### TASKS AND EXERCISES
**1)** Transcribe the blog post about pilot scenes in full, word for word.
**2)** Format the lines of the entries as a numbered list, starting with the line that contains "Locate a point on each instance of the wood" and running through the final line of the entries, with both ends included and blank lines omitted.

Tuesday, June 23, 2009

Getting to Know Characters - Pilot Scenes

Thanks to everyone who wanted to read Forging a Legend.

I've been writing a series of pilot scenes for my time travel fantasy. I came up with the term "Pilot Scene" after the concept of a pilot chute in aviation. A pilot chute is a small parachute that drags out the larger one. My pilot scenes are independent, sometimes disposable scenes that draw out the larger story.

I realized that I didn't have any emotional connection to my main characters, Mike and Ashley (who are twins in their late 20s). I needed to write some scenes to get to know them and to form a bond with them. So I jumped ahead in the story and wrote about them acclimating to living in the 1920s.

In this scene, Ashley has been trying to get to know 1920s household technology. It's a bit spare on description for now.
Mike's first day of work was the longest that Ashley ever spent. When he got home, she opened the door and announced, "I want a housekeeper."

He took off his hat as he entered, exactly as if he had been born in 1900 rather than 1985. And where the heck did he get that thing, anyway? "Why?" He asked as he put it on a peg beside the door.

"Good lord." Ashley said.

He shot her a level look. "What?"

"Next thing, you'll be telling me to fetch your cigar and smoking jacket."

### DATASET RECORDS

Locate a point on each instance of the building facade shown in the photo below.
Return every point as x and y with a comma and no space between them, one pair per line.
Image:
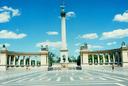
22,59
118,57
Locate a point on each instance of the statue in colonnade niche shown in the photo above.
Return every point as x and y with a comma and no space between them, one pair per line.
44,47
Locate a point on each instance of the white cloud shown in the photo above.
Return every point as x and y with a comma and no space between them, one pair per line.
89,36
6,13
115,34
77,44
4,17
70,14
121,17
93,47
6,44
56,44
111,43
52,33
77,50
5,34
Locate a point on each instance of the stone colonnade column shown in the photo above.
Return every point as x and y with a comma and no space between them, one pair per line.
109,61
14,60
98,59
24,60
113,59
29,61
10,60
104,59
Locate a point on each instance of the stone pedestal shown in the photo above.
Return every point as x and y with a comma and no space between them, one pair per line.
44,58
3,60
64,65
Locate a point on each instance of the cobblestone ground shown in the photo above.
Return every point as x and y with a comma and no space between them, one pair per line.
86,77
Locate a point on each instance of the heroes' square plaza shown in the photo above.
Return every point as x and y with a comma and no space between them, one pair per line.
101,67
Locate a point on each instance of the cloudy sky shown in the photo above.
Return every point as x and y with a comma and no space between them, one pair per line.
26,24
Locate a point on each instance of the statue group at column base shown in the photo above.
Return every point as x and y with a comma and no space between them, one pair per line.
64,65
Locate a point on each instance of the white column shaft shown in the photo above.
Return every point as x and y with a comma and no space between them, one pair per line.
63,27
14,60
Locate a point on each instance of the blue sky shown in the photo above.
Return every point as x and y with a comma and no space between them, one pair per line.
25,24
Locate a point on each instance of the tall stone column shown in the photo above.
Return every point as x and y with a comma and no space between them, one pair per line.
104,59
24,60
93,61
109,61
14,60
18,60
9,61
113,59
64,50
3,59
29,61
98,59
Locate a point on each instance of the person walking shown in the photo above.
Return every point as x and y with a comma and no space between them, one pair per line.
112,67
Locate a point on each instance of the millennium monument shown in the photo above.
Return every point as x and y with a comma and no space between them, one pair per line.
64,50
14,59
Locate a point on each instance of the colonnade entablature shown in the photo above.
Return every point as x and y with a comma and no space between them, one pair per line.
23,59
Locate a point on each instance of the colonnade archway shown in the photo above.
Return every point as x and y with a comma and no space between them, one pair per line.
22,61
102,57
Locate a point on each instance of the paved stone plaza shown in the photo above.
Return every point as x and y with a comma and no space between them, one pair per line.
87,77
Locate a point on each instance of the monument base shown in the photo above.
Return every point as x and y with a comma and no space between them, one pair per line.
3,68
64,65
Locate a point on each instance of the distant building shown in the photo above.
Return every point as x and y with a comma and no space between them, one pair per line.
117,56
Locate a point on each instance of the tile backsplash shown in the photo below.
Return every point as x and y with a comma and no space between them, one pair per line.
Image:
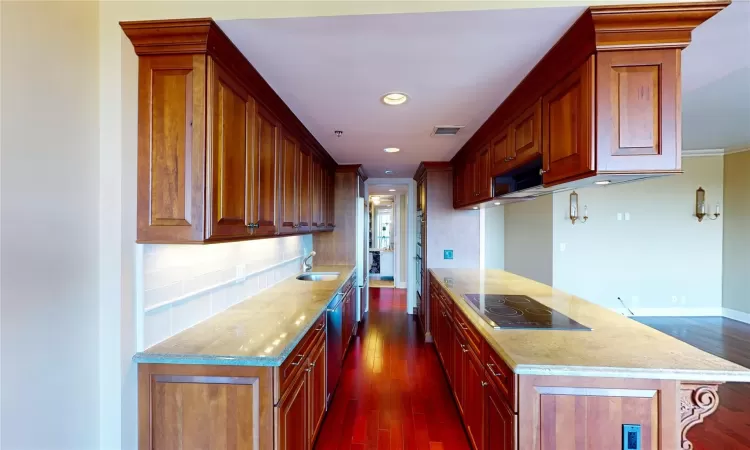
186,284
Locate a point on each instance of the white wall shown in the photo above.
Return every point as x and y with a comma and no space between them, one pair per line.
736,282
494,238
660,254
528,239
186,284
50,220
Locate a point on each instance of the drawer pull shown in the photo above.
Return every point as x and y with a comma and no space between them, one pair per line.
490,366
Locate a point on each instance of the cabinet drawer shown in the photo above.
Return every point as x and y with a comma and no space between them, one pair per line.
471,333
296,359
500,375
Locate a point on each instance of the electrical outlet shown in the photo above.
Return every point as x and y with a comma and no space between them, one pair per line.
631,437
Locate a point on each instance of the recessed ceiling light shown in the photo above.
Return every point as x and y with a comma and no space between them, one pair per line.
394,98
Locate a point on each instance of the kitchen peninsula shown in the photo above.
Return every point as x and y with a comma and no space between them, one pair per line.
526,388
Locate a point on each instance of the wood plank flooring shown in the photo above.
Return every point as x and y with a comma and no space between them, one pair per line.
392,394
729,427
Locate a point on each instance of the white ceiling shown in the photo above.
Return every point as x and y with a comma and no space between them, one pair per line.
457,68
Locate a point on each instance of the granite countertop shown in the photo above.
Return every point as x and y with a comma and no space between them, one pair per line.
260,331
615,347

### PER-TASK OUTPUTS
**1)**
Tuesday, June 23, 2009

Getting to Know Characters - Pilot Scenes

Thanks to everyone who wanted to read Forging a Legend.

I've been writing a series of pilot scenes for my time travel fantasy. I came up with the term "Pilot Scene" after the concept of a pilot chute in aviation. A pilot chute is a small parachute that drags out the larger one. My pilot scenes are independent, sometimes disposable scenes that draw out the larger story.

I realized that I didn't have any emotional connection to my main characters, Mike and Ashley (who are twins in their late 20s). I needed to write some scenes to get to know them and to form a bond with them. So I jumped ahead in the story and wrote about them acclimating to living in the 1920s.

In this scene, Ashley has been trying to get to know 1920s household technology. It's a bit spare on description for now.
Mike's first day of work was the longest that Ashley ever spent. When he got home, she opened the door and announced, "I want a housekeeper."

He took off his hat as he entered, exactly as if he had been born in 1900 rather than 1985. And where the heck did he get that thing, anyway? "Why?" He asked as he put it on a peg beside the door.

"Good lord." Ashley said.

He shot her a level look. "What?"

"Next thing, you'll be telling me to fetch your cigar and smoking jacket."

**2)**
1. Locate a point on each instance of the wood plank flooring shown in the photo above.
2. Return every point as x and y with a comma and no space between them, one pair per line.
3. 392,394
4. 729,427
5. Locate a point on each instance of the white ceiling shown in the photo above.
6. Return every point as x and y with a comma and no space between them, one pair per line.
7. 457,68
8. Locate a point on each instance of the granite countertop shown in the photo above.
9. Return every point as x and y with a comma and no space between them, one pair per line.
10. 260,331
11. 615,347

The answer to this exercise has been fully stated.